Job: In the material below, begin at the line that has "of the tree" and stop after the line that has "x=162, y=155". Give those lines again with "pavement" swapped for "sidewalk" and everything else unchanged.

Dataset rows:
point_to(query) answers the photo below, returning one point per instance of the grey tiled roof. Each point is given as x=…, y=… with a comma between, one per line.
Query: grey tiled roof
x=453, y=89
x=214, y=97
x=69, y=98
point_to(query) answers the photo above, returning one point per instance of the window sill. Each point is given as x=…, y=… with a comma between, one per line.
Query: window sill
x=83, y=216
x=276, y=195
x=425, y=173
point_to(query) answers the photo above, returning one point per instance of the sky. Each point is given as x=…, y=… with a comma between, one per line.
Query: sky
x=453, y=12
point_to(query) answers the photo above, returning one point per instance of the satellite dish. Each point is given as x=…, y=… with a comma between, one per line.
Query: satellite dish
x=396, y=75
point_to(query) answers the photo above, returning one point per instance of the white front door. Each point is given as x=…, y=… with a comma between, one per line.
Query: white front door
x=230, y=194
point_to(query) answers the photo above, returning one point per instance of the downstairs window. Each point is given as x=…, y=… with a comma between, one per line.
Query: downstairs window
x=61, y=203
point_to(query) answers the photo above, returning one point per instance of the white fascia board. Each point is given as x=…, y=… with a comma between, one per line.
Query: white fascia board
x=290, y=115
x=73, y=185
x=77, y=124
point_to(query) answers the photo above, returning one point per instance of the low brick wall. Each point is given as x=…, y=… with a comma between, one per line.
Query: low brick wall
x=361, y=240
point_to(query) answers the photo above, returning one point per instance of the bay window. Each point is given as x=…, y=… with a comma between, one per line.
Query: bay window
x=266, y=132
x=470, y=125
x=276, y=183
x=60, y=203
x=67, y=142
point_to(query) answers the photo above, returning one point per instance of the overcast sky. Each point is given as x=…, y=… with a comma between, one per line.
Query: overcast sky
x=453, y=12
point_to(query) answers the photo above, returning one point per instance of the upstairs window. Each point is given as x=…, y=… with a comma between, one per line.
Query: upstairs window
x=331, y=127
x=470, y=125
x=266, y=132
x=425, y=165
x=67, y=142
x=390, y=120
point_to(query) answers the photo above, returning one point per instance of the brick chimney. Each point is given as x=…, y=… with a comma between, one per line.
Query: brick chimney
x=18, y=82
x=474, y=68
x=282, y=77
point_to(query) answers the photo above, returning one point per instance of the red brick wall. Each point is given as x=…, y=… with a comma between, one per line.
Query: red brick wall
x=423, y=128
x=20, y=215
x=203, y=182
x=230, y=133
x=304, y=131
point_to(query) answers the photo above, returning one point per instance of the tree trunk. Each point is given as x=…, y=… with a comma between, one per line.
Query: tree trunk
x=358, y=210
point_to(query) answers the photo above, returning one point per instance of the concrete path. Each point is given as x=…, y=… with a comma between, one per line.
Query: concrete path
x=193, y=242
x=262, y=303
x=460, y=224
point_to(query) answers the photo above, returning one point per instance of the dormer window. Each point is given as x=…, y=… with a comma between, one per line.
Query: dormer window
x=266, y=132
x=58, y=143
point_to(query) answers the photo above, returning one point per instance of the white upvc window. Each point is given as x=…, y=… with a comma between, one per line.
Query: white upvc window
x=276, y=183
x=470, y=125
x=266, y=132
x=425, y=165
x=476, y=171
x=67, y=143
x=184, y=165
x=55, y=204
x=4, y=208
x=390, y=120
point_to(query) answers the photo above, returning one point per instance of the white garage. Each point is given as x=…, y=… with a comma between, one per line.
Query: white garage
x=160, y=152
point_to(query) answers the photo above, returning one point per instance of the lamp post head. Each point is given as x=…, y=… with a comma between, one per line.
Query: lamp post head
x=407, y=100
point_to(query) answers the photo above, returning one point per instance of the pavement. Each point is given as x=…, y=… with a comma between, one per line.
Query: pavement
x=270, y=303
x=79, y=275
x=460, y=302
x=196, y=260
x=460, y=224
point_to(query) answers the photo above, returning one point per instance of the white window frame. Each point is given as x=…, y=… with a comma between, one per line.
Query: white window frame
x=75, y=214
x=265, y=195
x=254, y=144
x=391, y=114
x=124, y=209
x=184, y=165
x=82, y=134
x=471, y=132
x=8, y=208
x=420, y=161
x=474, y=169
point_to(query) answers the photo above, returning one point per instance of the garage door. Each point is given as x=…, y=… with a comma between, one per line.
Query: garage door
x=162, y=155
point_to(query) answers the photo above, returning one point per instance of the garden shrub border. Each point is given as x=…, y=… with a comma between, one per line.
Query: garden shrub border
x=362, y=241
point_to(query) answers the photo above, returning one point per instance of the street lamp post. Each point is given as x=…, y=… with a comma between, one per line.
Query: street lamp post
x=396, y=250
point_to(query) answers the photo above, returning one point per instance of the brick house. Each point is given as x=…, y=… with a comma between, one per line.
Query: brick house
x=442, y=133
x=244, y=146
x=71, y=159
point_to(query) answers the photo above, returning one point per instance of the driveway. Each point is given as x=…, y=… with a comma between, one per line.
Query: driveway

The solution:
point_to(query) answers the photo above, returning one point per instance of the tree trunk. Each point is given as x=…, y=… with a comma between, one per line.
Query: tree trunk
x=358, y=210
point_to(query) answers the photo above, returning one point per instance of the concrete path. Each point is given as x=…, y=… with a comma between, one per line.
Query: concrete path
x=193, y=242
x=262, y=303
x=460, y=224
point_to(query) answers the photo above, returning one point per instance of the dormer window. Each point is given as x=…, y=… with a comma between, one per line.
Query: dormer window
x=266, y=132
x=58, y=143
point_to(query) answers the photo above, returning one point per instance of the white upvc window. Each point is given as x=…, y=… with a comma between, one per line.
Query: white upvc window
x=276, y=183
x=470, y=125
x=266, y=132
x=425, y=165
x=476, y=171
x=67, y=143
x=184, y=165
x=55, y=204
x=4, y=208
x=390, y=120
point_to(query) answers the photo above, returning one point per instance of the white garage. Each point is given as x=…, y=… with a comma between, one per line.
Query: white garage
x=160, y=152
point_to(query) answers the photo above, returning one point per instance of the lamp post head. Each point is given as x=…, y=… with a comma between, one per line.
Query: lamp post head
x=407, y=100
point_to(query) answers the photo above, returning one point per instance of the sidewalk. Each point is given as x=…, y=… with a comma between, one per line.
Query: sidewalk
x=270, y=303
x=79, y=275
x=460, y=302
x=196, y=260
x=460, y=224
point_to(query) answers the photo above, returning one point per instance of the white window frame. Each point is given as x=…, y=… with a comma between, one per line.
Query: white window frame
x=75, y=214
x=265, y=195
x=254, y=144
x=391, y=114
x=124, y=209
x=184, y=165
x=82, y=134
x=471, y=132
x=8, y=208
x=420, y=161
x=474, y=169
point_to(query) answers the photo above, returning one point per instance of the garage door. Each point is given as x=…, y=… with a comma between, one per line.
Query: garage door
x=162, y=155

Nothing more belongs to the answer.